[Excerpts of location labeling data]
------------------------------------------------------------------------
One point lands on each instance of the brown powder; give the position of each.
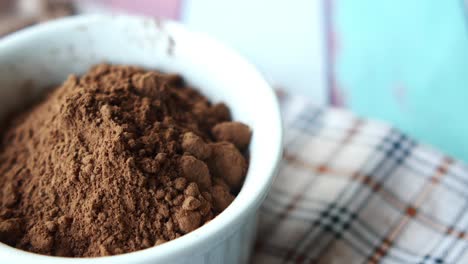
(117, 160)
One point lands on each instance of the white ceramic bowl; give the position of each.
(44, 55)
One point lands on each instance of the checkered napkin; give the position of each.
(351, 190)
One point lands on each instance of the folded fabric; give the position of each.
(352, 190)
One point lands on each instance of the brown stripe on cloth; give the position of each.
(410, 212)
(350, 133)
(388, 196)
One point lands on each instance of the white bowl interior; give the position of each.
(44, 55)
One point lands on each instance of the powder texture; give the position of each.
(118, 160)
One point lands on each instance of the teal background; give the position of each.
(406, 61)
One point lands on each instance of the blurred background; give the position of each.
(405, 62)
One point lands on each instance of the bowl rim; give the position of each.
(238, 210)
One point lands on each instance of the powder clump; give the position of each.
(117, 160)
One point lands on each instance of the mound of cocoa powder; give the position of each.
(118, 160)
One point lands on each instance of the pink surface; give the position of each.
(161, 8)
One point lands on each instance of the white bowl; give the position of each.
(44, 55)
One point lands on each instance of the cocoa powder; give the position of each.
(118, 160)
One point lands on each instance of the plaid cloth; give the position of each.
(352, 190)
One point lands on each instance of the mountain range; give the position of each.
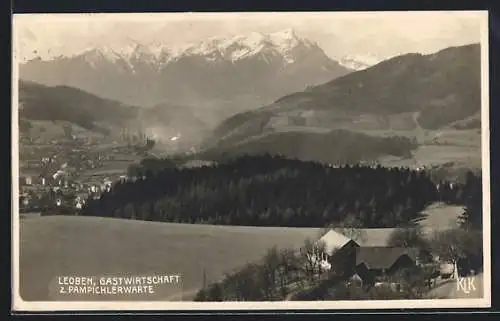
(406, 94)
(232, 74)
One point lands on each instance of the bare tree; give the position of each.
(351, 227)
(270, 272)
(408, 237)
(288, 266)
(311, 254)
(456, 244)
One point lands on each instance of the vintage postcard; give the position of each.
(229, 161)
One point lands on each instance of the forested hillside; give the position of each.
(275, 191)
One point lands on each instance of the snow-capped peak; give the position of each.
(232, 48)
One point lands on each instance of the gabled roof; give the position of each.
(334, 240)
(383, 257)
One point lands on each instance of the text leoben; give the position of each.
(103, 290)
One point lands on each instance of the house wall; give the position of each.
(344, 259)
------------------------------------------------------------------------
Set task -> Recast these rows as a two-column CSV with the headers "request" and "points," one row per request. Put each request's text and all of its points in single quoted fields, with line breaks replaced by spaces, and leave out the pictures.

Answer to this task ->
request,points
"One point lands on each instance of the brown powder; give the position of each.","(117, 160)"
"One point lands on each instance of the white ceramic bowl; give the position of each.","(44, 55)"
"One point lands on each instance of the checkered napkin; give the position of each.","(351, 190)"
"One point lands on each instance of the folded fabric; give the position of each.","(352, 190)"
"One point lands on each instance of the brown stripe on cloth; give the position of each.","(410, 212) (350, 133) (388, 196)"
"One point lands on each instance of the white bowl interior; give the position of each.","(44, 55)"
"One point lands on each instance of the powder texture; give the position of each.","(118, 160)"
"One point lands on each instance of the teal background; give the position of each.","(406, 61)"
"One point lands on each instance of the blurred background; give the position of each.","(405, 62)"
"One point lands on each instance of the bowl rim; give the position of each.","(238, 210)"
"One point lands on each instance of the powder clump; give the position of each.","(117, 160)"
"One point lands on each instance of the mound of cocoa powder; give the position of each.","(118, 160)"
"One point lands on each instance of the pink surface; give the position of each.","(161, 8)"
"One point lands on each instance of the white bowl; give the position of each.","(44, 55)"
"One point lands on each instance of the cocoa powder; give the position of each.","(118, 160)"
"One point lands on each instance of the plaid cloth; give the position of each.","(352, 190)"
"One point lands on each instance of the mountain range; give the position of each.","(406, 94) (232, 74)"
"One point lands on each instance of the bare tree; give the position of each.","(351, 227) (270, 272) (408, 237) (288, 266) (311, 254) (456, 244)"
"One point lands on each instance of the vintage postcard; give the position of each.","(229, 161)"
"One point lands on each instance of the forested hillside; give the position of each.","(275, 191)"
"One point lands on each instance of the snow-capped peak; give the position of each.","(232, 48)"
"One point lands on each instance of the gabled roof; give the position of each.","(334, 240) (383, 257)"
"One point lands on each instance of the text leoben; give the position of each.","(103, 290)"
"One point lands on each instance of the house wall; give the position of each.","(344, 259)"